##### EXCERPT #####

Islam contributed in two other ways to damaging our economic development. The fragmentation of Spain that resulted, as we have already said, from the Saracen invasion, not only created different states but also different economies. These economies, born with independence and later separated by political frontiers as well as by tolls, lived apart during their adolescence and upon flowering in their maturity, they directed themselves toward very different horizons: the Castilian economy toward the Muslim countries of the south and toward Flanders in the north, and the Aragonese-Catalan economy toward the Mediterranean.  And that divorce, to which the documents and especially the coins attest--Castile imitated the dobla of the Almohads and Aragon, the Italian florin-- had without a doubt to be unfavorable for the great Christian monarchies, as it was for the future riches of Spain. Damaging in its own right for the Spanish economy was the military over-stimulation (superexcitación militar) that we endured as a consequence of the fight against Islam. It siphoned off a significant amount of Spanish energy from economic life, inclining it toward the exercise of arms, where it was possible to prosper without great effort the day that the borders advanced into the Moorish lands for Castile, into Italian businesses for Aragon, or into maritime exploration for Portugal. And this permanent separation of the most daring and the most audacious from their such peaceful zones, deprived Spanish industry and commerce of that spirit of enterprise that produced the economic greatness of the Italian, Flemish, French, and German cities. Thanks to Islam, therefore, and not withstanding the undeniable flowering of Spanish industry and commerce during the fourteenth and fifteenth centuries, our economy could never equip itself like those of the fortunate peoples strategically situated in the center of world traffic, more merchants than warriors, whose economic development was emerging in the early Middle Ages.

##### MATERIAL FOR THE TASK #####

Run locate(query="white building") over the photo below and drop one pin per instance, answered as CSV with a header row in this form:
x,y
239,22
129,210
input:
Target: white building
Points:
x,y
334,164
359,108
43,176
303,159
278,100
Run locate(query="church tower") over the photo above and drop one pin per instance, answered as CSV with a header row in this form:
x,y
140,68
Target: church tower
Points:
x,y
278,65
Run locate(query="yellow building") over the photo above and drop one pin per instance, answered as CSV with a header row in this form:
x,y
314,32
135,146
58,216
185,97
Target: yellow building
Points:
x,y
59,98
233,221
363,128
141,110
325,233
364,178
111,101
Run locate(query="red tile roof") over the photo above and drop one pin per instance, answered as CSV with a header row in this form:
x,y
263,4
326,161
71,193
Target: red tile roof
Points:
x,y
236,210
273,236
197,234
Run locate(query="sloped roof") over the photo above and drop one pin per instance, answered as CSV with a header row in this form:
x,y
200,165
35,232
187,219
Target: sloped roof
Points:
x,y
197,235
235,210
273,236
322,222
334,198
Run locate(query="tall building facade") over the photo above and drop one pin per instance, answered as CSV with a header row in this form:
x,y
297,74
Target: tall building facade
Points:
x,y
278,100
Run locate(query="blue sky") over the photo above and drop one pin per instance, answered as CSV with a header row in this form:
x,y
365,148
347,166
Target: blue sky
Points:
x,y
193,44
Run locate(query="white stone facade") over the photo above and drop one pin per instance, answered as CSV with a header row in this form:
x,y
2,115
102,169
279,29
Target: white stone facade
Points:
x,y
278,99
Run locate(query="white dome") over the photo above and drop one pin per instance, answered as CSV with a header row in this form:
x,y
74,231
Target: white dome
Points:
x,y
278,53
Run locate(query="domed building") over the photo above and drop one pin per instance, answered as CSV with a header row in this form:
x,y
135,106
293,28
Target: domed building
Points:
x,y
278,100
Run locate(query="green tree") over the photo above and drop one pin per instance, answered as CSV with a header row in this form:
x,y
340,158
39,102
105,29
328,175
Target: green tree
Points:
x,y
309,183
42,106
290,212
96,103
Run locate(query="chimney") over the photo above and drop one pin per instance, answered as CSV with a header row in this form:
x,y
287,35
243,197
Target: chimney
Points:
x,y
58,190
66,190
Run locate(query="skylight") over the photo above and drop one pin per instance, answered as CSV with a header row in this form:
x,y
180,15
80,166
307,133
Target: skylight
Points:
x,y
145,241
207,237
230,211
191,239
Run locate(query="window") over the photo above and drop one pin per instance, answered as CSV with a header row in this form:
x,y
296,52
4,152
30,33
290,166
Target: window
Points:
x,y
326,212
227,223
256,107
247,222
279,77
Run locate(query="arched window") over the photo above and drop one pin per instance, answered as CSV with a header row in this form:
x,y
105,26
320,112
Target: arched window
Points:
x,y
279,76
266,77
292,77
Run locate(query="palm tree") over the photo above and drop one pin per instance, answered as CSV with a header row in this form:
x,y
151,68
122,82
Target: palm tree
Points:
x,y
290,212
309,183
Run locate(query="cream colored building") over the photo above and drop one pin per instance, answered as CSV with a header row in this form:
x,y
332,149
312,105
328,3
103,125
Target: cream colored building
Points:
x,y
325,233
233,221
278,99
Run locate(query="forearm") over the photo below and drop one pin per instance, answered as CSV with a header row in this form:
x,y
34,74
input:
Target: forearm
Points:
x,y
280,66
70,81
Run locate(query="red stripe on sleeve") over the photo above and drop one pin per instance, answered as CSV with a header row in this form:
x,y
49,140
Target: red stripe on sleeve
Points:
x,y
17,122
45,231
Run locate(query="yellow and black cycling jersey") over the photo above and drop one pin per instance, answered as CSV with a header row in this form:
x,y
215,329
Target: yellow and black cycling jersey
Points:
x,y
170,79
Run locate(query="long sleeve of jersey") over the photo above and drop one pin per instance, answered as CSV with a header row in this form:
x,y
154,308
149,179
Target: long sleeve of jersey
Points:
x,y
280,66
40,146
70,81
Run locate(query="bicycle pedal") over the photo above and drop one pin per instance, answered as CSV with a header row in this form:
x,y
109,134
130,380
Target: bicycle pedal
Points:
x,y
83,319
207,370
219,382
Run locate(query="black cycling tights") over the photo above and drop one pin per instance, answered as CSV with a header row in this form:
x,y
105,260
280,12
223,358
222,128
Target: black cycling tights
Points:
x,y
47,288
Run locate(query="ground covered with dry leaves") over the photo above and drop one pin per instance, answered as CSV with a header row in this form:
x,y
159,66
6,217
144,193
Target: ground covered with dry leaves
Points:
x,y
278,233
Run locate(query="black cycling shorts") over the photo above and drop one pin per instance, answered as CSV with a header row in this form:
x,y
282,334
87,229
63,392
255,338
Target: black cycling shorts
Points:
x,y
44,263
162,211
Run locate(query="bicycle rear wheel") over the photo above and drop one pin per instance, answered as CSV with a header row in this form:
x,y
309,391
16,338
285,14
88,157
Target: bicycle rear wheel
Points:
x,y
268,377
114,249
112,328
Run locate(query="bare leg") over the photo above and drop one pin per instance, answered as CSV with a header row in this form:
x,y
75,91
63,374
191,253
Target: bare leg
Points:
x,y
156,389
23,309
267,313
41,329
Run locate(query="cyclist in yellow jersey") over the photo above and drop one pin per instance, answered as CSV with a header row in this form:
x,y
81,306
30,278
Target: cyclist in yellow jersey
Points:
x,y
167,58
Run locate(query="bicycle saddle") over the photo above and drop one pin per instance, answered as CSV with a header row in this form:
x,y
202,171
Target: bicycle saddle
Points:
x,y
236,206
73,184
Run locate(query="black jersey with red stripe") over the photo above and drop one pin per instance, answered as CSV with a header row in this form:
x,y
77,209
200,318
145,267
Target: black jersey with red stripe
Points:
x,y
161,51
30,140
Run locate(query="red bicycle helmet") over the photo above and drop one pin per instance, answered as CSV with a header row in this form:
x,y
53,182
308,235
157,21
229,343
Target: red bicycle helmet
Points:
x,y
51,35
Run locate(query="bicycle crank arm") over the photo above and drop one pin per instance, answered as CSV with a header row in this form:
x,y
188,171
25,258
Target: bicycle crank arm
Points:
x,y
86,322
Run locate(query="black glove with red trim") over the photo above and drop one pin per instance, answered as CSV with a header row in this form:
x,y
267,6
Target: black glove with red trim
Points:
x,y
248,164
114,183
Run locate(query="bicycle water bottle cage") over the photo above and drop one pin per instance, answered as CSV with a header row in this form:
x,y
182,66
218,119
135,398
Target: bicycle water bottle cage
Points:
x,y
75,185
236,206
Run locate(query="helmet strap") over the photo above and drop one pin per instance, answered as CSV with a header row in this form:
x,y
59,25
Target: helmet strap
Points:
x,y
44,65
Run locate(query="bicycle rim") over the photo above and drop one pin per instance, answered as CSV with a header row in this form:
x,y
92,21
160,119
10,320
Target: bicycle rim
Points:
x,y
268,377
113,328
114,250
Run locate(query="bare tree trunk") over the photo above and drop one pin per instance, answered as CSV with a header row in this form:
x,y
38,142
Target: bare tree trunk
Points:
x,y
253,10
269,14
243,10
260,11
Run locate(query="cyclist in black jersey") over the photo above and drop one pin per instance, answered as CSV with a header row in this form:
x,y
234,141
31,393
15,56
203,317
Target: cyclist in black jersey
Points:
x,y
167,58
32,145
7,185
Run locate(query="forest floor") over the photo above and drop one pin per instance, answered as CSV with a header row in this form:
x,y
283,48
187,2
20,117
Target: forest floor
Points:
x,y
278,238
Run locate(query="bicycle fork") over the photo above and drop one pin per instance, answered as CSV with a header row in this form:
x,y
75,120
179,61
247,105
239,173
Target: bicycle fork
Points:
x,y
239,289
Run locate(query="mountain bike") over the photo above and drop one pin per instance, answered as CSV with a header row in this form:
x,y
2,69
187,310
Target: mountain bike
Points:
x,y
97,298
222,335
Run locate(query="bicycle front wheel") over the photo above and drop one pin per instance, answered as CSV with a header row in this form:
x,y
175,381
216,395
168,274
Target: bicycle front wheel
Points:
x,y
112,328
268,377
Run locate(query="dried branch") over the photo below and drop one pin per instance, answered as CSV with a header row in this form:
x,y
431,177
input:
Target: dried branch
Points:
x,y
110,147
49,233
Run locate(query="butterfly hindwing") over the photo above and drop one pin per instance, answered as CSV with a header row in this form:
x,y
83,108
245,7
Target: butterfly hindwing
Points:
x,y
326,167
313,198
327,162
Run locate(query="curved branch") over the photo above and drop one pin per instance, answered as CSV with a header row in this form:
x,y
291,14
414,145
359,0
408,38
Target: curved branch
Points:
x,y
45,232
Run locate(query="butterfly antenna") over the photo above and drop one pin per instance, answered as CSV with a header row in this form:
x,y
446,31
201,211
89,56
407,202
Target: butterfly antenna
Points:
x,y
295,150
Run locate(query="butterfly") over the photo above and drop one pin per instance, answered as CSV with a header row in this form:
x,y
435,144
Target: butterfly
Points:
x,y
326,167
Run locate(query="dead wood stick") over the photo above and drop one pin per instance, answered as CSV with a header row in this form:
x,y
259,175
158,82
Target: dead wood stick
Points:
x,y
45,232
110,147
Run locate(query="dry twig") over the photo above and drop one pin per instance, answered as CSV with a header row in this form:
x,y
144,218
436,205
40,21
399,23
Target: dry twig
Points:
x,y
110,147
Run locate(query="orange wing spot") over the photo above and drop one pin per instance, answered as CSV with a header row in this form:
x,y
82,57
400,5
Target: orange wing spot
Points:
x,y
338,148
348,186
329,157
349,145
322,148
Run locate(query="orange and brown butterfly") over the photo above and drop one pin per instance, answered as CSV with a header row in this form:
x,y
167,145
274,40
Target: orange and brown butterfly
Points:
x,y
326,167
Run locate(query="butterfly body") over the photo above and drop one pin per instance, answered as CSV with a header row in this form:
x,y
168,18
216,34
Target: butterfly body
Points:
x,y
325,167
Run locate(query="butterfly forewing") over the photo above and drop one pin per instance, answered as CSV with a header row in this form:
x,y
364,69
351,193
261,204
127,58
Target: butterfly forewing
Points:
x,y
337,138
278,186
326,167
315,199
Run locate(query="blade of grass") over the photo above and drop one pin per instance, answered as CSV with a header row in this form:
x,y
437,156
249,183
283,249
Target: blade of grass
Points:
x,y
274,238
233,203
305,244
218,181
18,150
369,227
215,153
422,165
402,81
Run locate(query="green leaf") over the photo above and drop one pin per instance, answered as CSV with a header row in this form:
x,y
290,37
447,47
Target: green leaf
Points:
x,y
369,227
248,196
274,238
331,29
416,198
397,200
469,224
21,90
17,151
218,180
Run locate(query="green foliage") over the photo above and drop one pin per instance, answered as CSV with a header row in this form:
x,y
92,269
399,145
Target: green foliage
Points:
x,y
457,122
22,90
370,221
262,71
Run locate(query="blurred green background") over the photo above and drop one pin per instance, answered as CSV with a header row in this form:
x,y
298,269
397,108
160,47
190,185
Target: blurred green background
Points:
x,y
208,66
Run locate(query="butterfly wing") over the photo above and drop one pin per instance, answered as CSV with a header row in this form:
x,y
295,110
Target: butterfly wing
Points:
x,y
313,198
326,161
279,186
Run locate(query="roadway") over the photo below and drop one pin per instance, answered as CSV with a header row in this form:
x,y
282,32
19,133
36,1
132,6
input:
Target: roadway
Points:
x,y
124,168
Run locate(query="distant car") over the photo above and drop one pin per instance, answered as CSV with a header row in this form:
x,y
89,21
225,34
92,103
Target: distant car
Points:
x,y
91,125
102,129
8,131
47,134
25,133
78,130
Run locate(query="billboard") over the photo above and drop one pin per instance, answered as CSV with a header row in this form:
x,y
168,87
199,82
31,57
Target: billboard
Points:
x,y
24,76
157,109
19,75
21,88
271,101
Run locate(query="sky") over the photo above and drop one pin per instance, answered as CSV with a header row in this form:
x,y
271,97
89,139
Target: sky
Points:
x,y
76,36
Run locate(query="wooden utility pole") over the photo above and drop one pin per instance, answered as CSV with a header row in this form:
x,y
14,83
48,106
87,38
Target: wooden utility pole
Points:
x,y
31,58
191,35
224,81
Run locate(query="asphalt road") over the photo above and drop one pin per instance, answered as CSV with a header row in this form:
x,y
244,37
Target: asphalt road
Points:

#####

DIRECTIONS –
• a. Tally the lines of the listing above that contain the string "branch" and give only that number.
• b. Extend the passage on Islam and the Spanish economy, picking up right after its final sentence.

ANSWERS BY TASK –
• a. 4

• b.
But the fatal influence of Saracen domination in Spain not only affected economic life and political organization. It also produced reactions that were pregnant with sad corollaries in the most intimate fibers of the Spanish soul. The centuries of war, both in resistance and in conquest, that intervened between the rout [orchestrated by] Rodrigo and the victory at Salado created in Christian Spain an overflowing dynamism, a military over-stimulation that, when the reconquest was interrupted, brought Aragon to dominate Italy and the east, pushed Portugal to explore the Atlantic and Africa, and raised up dynastic storms in Castile. Excited by this militaristic, adventure-loving activism, Spain crossed the boundary of the Middle Ages. This activism gave us a superiority in war compared to the other peoples in the west; but it also created a Spanish imperialism at the dawn of the modern age that, taken advantage of by the Habsburgs for enterprises far from our destiny and our interests, in the end had to be fatal for us.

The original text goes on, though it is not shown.